*Your task*: Please print the lines of the items below exactly as they appear, starting with the line that contains "the distant house?" and going on through the end of the items. Leave the pictures out of your answer.

*Data for processing*:
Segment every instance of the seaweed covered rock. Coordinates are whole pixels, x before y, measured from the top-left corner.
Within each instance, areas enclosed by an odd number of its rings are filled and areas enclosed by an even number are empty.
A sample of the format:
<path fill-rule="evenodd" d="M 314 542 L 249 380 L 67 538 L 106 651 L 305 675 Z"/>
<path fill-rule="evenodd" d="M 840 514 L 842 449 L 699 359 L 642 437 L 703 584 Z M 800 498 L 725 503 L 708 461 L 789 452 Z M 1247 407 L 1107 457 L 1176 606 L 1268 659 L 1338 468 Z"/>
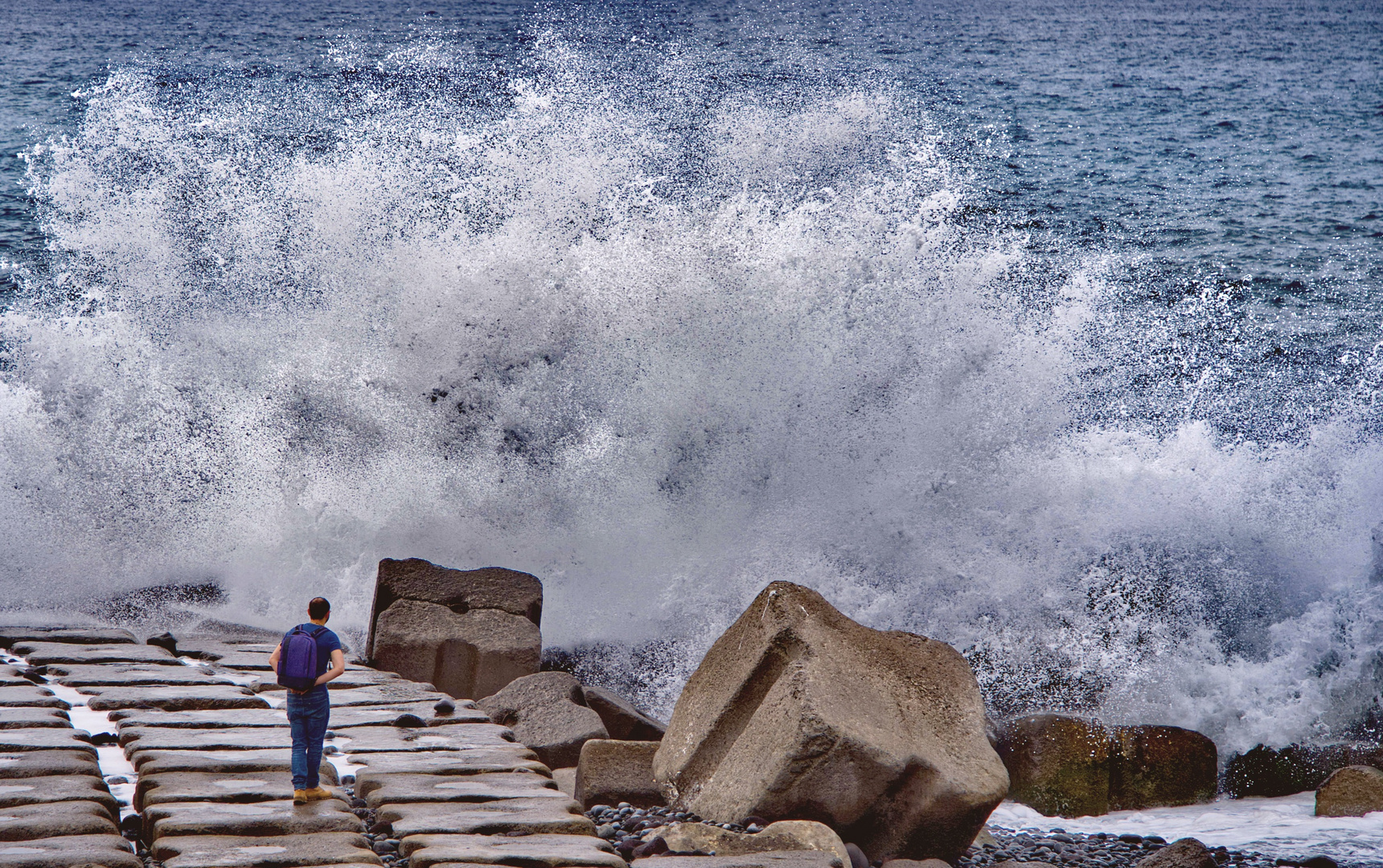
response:
<path fill-rule="evenodd" d="M 816 820 L 871 860 L 958 858 L 1008 791 L 950 645 L 773 582 L 711 647 L 654 756 L 668 804 Z"/>
<path fill-rule="evenodd" d="M 1218 753 L 1192 730 L 1026 715 L 997 727 L 1010 796 L 1054 817 L 1210 802 Z"/>
<path fill-rule="evenodd" d="M 1373 766 L 1336 768 L 1315 791 L 1317 817 L 1362 817 L 1383 811 L 1383 771 Z"/>

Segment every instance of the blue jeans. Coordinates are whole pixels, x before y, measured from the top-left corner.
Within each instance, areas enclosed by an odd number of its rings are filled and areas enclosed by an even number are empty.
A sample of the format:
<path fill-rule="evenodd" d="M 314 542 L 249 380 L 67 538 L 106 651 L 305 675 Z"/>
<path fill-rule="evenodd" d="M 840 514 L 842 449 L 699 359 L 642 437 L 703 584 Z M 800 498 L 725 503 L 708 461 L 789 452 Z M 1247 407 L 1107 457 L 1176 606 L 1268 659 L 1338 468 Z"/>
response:
<path fill-rule="evenodd" d="M 306 694 L 288 691 L 288 728 L 293 734 L 293 789 L 313 789 L 319 785 L 322 739 L 332 716 L 332 697 L 326 686 Z"/>

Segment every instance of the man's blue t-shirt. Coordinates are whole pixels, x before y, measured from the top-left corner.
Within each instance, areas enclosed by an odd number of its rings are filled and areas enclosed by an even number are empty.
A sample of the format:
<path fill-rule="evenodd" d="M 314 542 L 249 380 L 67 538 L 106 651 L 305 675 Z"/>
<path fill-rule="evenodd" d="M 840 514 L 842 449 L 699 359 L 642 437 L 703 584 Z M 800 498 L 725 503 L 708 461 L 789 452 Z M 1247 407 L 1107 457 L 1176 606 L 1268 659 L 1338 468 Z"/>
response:
<path fill-rule="evenodd" d="M 324 674 L 326 674 L 326 670 L 332 668 L 332 651 L 342 650 L 340 637 L 337 637 L 336 633 L 332 633 L 322 625 L 313 623 L 311 621 L 308 621 L 307 623 L 300 623 L 295 629 L 300 629 L 308 636 L 311 636 L 314 630 L 321 630 L 321 633 L 317 634 L 317 677 L 322 677 Z M 289 633 L 292 633 L 292 630 L 289 630 Z M 313 687 L 310 690 L 326 690 L 326 686 L 318 684 L 317 687 Z"/>

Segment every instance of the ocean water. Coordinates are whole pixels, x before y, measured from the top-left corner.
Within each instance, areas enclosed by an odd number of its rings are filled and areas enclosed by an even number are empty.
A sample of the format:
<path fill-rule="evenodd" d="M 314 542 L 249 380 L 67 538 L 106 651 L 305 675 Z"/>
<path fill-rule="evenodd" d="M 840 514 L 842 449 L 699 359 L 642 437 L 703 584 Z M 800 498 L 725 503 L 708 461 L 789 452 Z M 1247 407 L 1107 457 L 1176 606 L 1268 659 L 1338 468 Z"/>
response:
<path fill-rule="evenodd" d="M 1377 738 L 1379 3 L 37 3 L 0 587 L 539 575 L 667 713 L 772 579 L 993 713 Z"/>

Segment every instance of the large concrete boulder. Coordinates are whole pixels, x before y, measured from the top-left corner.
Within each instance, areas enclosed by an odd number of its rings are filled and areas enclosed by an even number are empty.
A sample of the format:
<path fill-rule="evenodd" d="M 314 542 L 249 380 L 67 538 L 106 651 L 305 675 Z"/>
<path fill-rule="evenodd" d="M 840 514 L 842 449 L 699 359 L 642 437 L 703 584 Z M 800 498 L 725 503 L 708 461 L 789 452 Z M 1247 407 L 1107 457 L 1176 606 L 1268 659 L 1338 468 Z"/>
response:
<path fill-rule="evenodd" d="M 1383 771 L 1373 766 L 1336 768 L 1315 791 L 1317 817 L 1362 817 L 1383 811 Z"/>
<path fill-rule="evenodd" d="M 1066 715 L 1028 715 L 997 726 L 1010 796 L 1051 817 L 1098 815 L 1210 802 L 1218 753 L 1192 730 L 1105 727 Z"/>
<path fill-rule="evenodd" d="M 586 706 L 581 683 L 567 672 L 538 672 L 513 680 L 476 702 L 550 768 L 574 767 L 581 745 L 610 738 L 600 715 Z"/>
<path fill-rule="evenodd" d="M 871 630 L 788 582 L 707 652 L 653 771 L 679 810 L 816 820 L 871 860 L 958 858 L 1008 792 L 954 648 Z"/>
<path fill-rule="evenodd" d="M 386 558 L 365 654 L 380 669 L 474 699 L 538 672 L 541 619 L 542 582 L 527 572 Z"/>

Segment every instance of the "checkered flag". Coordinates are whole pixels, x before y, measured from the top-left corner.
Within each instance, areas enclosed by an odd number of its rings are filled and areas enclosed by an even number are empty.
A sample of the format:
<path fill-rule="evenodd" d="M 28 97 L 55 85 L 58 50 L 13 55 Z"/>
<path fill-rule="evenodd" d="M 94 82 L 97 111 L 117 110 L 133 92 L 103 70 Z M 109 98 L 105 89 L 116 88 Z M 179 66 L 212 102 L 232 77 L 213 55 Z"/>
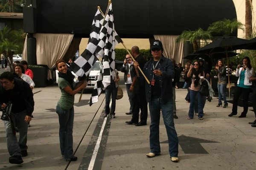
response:
<path fill-rule="evenodd" d="M 98 102 L 98 99 L 102 90 L 105 90 L 110 84 L 111 79 L 113 79 L 115 70 L 115 49 L 116 45 L 122 42 L 115 31 L 114 17 L 112 4 L 109 6 L 104 26 L 100 31 L 99 42 L 96 51 L 96 56 L 102 57 L 103 64 L 97 82 L 92 94 L 90 102 L 93 103 Z"/>
<path fill-rule="evenodd" d="M 98 9 L 92 25 L 91 32 L 87 47 L 81 55 L 72 63 L 70 68 L 78 76 L 77 82 L 80 81 L 89 75 L 96 61 L 99 60 L 94 54 L 96 49 L 104 17 Z"/>

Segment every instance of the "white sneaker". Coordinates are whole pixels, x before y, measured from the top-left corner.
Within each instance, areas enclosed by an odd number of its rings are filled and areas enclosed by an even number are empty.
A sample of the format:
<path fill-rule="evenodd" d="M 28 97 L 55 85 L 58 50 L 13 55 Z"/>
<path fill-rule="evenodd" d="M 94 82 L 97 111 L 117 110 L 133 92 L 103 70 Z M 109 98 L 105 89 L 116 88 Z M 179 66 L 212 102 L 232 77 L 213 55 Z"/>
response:
<path fill-rule="evenodd" d="M 174 162 L 179 162 L 179 159 L 177 157 L 172 157 L 171 158 L 171 160 Z"/>

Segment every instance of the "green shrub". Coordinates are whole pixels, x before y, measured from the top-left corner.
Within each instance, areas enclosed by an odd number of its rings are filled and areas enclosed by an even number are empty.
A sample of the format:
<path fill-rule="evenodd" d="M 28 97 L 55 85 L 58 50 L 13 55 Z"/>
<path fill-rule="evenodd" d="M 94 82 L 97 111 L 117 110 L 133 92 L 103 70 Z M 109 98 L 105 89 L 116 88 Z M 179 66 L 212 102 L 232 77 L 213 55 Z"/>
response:
<path fill-rule="evenodd" d="M 128 54 L 126 49 L 123 48 L 116 48 L 116 60 L 120 61 L 123 61 L 125 58 L 125 56 Z M 131 52 L 131 50 L 129 49 L 130 53 Z M 150 53 L 150 50 L 149 49 L 142 49 L 140 50 L 140 52 L 142 56 L 147 60 L 148 57 L 151 57 L 152 55 Z"/>

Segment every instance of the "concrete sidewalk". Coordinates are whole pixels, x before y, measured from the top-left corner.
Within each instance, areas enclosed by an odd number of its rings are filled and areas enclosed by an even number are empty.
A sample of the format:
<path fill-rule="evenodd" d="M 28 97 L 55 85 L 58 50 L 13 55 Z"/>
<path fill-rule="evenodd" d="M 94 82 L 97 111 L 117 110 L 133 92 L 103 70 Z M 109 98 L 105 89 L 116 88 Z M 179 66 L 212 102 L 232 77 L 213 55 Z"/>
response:
<path fill-rule="evenodd" d="M 120 79 L 122 79 L 120 74 Z M 29 156 L 20 165 L 9 164 L 5 131 L 0 122 L 0 169 L 26 170 L 254 170 L 256 156 L 256 128 L 248 122 L 255 118 L 249 111 L 247 117 L 229 117 L 232 105 L 227 108 L 217 108 L 218 99 L 207 101 L 203 120 L 188 120 L 189 103 L 184 99 L 186 90 L 176 89 L 177 119 L 175 119 L 179 139 L 180 161 L 171 162 L 166 130 L 160 119 L 161 155 L 149 159 L 150 116 L 147 126 L 136 127 L 125 123 L 129 102 L 123 81 L 119 82 L 124 96 L 116 101 L 116 119 L 103 119 L 105 95 L 90 107 L 90 93 L 83 95 L 81 103 L 75 106 L 74 150 L 78 161 L 66 162 L 61 157 L 58 139 L 58 121 L 55 107 L 60 96 L 57 86 L 35 88 L 35 101 L 32 127 L 29 128 Z M 76 96 L 77 103 L 79 94 Z M 250 108 L 249 109 L 252 109 Z M 239 107 L 238 113 L 242 108 Z M 149 110 L 148 110 L 149 112 Z M 91 124 L 90 123 L 91 122 Z M 102 128 L 103 127 L 103 128 Z M 99 140 L 99 136 L 100 136 Z M 98 142 L 98 143 L 97 143 Z M 97 148 L 97 146 L 99 146 Z M 95 150 L 96 147 L 96 150 Z"/>

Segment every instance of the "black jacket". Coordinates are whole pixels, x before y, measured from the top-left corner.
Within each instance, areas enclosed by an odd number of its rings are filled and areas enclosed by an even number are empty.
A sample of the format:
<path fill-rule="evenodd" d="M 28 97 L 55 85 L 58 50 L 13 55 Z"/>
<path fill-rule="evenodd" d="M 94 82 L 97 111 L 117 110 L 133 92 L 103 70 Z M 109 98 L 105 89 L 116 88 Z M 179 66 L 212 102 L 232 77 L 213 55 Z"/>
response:
<path fill-rule="evenodd" d="M 154 60 L 151 60 L 144 65 L 143 72 L 148 79 L 150 81 L 153 75 L 153 65 Z M 172 61 L 169 59 L 162 56 L 158 67 L 162 72 L 162 75 L 159 77 L 159 83 L 162 90 L 161 102 L 165 104 L 170 100 L 172 99 L 172 79 L 175 77 L 175 68 Z M 145 79 L 144 79 L 145 81 Z M 147 102 L 150 102 L 151 99 L 151 85 L 145 82 Z"/>
<path fill-rule="evenodd" d="M 21 93 L 22 96 L 25 102 L 27 108 L 27 116 L 32 116 L 32 113 L 34 111 L 33 94 L 30 88 L 29 85 L 21 79 L 15 78 L 15 83 L 17 85 L 19 88 L 19 91 Z M 1 105 L 3 103 L 8 103 L 9 102 L 9 97 L 2 85 L 0 85 L 0 103 Z"/>
<path fill-rule="evenodd" d="M 134 66 L 133 65 L 131 65 L 130 66 L 130 75 L 131 76 L 131 78 L 132 81 L 133 80 L 134 74 L 135 70 L 134 67 Z M 125 67 L 124 67 L 123 65 L 122 66 L 122 68 L 121 68 L 121 72 L 125 73 L 124 79 L 125 82 L 127 80 L 127 74 L 129 72 L 129 67 L 128 63 L 126 63 L 125 65 Z"/>

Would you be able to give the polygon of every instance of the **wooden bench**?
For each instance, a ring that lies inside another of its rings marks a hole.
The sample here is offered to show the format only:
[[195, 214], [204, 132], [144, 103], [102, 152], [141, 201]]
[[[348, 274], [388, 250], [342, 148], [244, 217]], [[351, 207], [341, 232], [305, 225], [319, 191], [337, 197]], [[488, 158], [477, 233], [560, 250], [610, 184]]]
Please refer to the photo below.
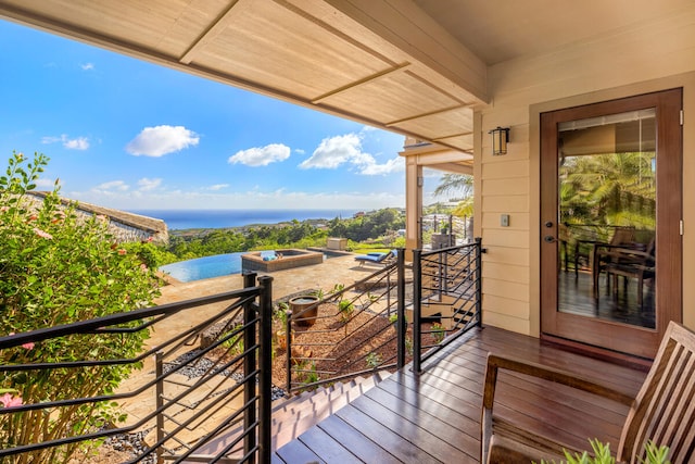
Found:
[[501, 369], [563, 384], [629, 405], [630, 412], [616, 456], [618, 462], [642, 462], [645, 459], [644, 444], [648, 440], [657, 446], [669, 447], [669, 457], [673, 464], [695, 461], [695, 334], [680, 324], [669, 324], [652, 368], [634, 399], [568, 372], [492, 353], [488, 356], [481, 421], [481, 462], [558, 461], [564, 459], [564, 449], [570, 452], [577, 450], [519, 429], [493, 415], [495, 386]]

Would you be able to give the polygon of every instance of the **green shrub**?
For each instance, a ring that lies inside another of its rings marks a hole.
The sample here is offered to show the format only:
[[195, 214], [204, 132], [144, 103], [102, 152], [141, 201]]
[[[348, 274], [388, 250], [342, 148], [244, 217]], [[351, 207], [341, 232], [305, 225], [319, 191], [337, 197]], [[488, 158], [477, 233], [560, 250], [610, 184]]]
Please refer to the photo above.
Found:
[[[565, 459], [567, 461], [560, 461], [559, 464], [615, 464], [616, 459], [610, 455], [610, 446], [608, 443], [604, 444], [597, 439], [589, 440], [591, 443], [592, 451], [594, 452], [593, 456], [589, 455], [589, 452], [584, 451], [583, 453], [570, 453], [565, 450]], [[668, 447], [657, 447], [652, 441], [647, 441], [644, 444], [644, 450], [646, 453], [646, 460], [640, 461], [643, 464], [670, 464], [668, 460], [669, 448]], [[553, 464], [556, 464], [555, 460], [552, 461]], [[549, 464], [547, 461], [542, 460], [541, 464]]]
[[[74, 206], [61, 206], [58, 187], [42, 201], [29, 199], [26, 192], [36, 188], [47, 163], [42, 154], [28, 162], [13, 153], [0, 177], [3, 336], [132, 311], [150, 305], [159, 294], [149, 261], [116, 242], [105, 218], [87, 218]], [[148, 337], [147, 330], [66, 336], [3, 350], [0, 364], [131, 358]], [[0, 372], [0, 387], [16, 391], [5, 394], [24, 403], [110, 394], [136, 367], [141, 365]], [[124, 418], [114, 406], [102, 402], [55, 407], [50, 415], [41, 410], [3, 414], [0, 447], [93, 431]], [[65, 462], [76, 447], [31, 452], [17, 462]]]

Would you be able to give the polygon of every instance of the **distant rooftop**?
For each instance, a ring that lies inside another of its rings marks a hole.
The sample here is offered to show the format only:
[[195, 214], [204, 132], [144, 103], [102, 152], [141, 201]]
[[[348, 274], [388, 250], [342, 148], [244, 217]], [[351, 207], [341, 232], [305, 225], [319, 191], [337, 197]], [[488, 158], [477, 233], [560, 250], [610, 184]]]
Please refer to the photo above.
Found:
[[[28, 193], [41, 199], [46, 198], [49, 195], [48, 191], [30, 191]], [[81, 212], [83, 214], [103, 215], [108, 217], [112, 226], [122, 229], [118, 233], [118, 236], [124, 240], [134, 241], [139, 239], [147, 239], [149, 237], [152, 237], [152, 239], [156, 241], [168, 240], [168, 230], [166, 227], [166, 223], [162, 220], [142, 216], [140, 214], [128, 213], [126, 211], [113, 210], [111, 208], [99, 206], [91, 203], [85, 203], [83, 201], [70, 200], [66, 198], [61, 198], [60, 200], [61, 203], [66, 206], [75, 204], [76, 210], [78, 212]], [[134, 235], [131, 230], [130, 234], [124, 235], [123, 229], [135, 229], [139, 230], [141, 234], [136, 233]]]

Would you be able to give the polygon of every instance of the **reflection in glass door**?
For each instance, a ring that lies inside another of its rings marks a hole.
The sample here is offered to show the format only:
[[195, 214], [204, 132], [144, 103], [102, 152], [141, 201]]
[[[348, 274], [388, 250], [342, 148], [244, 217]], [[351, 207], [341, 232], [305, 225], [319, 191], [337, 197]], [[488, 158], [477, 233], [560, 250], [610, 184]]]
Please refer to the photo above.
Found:
[[682, 319], [682, 89], [541, 113], [541, 334], [649, 359]]
[[655, 327], [656, 111], [558, 125], [558, 311]]

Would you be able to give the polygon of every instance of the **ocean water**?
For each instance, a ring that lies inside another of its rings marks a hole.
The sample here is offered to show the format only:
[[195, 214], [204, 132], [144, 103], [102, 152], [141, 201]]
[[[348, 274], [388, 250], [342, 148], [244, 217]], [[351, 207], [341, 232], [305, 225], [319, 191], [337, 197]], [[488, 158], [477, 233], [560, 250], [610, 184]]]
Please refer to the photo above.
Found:
[[350, 218], [356, 210], [130, 210], [131, 213], [163, 220], [169, 230], [241, 227], [277, 224], [292, 220]]

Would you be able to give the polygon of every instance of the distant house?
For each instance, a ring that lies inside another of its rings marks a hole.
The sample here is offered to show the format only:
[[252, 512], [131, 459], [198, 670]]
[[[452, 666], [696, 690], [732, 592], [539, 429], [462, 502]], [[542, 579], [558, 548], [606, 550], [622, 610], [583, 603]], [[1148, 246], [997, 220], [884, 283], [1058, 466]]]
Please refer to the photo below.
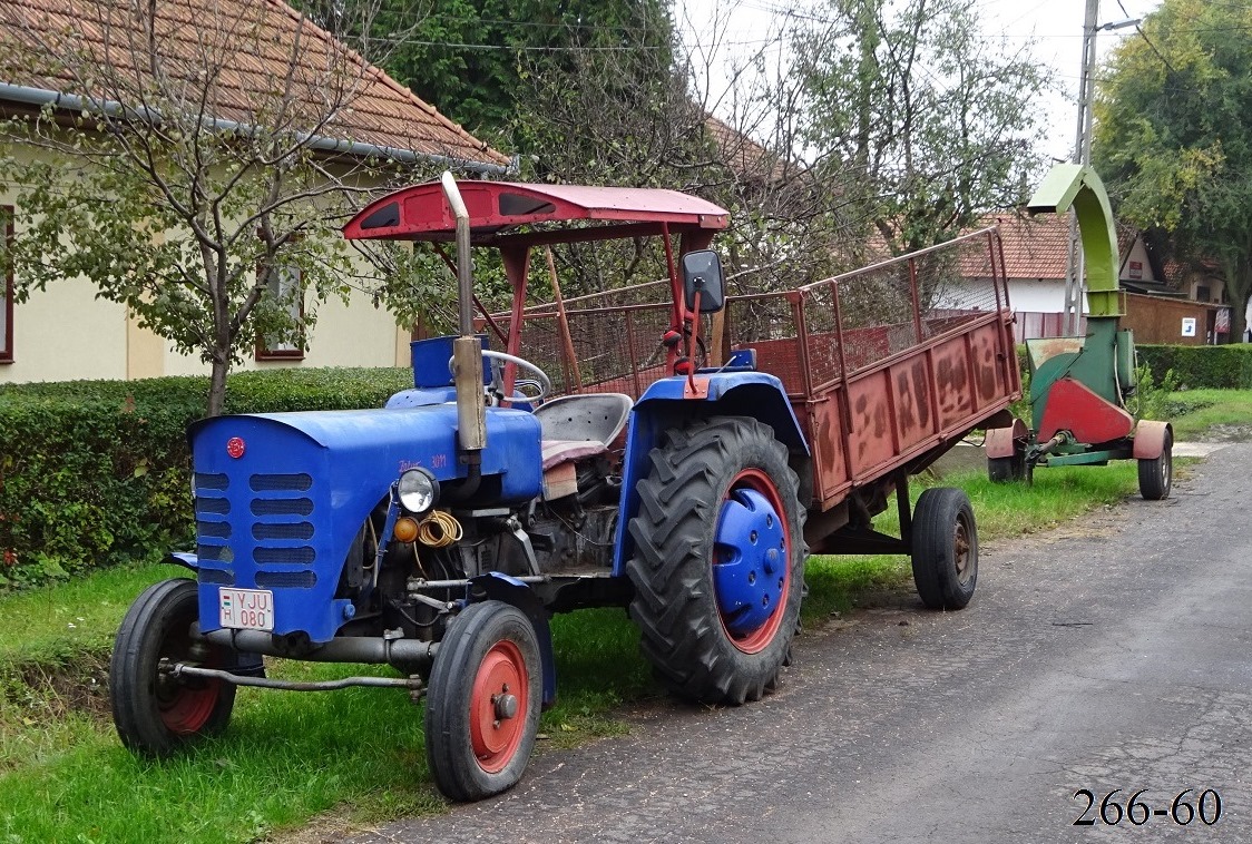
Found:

*Task output*:
Would you be able to give the polygon of every instance of the distant house?
For each instance, a ring that lies inside another of its rings marks a hole.
The sample here is offered to show the format only:
[[252, 512], [131, 459], [198, 670]]
[[[452, 666], [696, 690], [732, 592], [539, 429], [462, 502]], [[542, 579], [558, 548], [606, 550], [622, 610], [583, 603]], [[1148, 246], [997, 220], [884, 283], [1058, 466]]]
Please refer to the photo below.
Found:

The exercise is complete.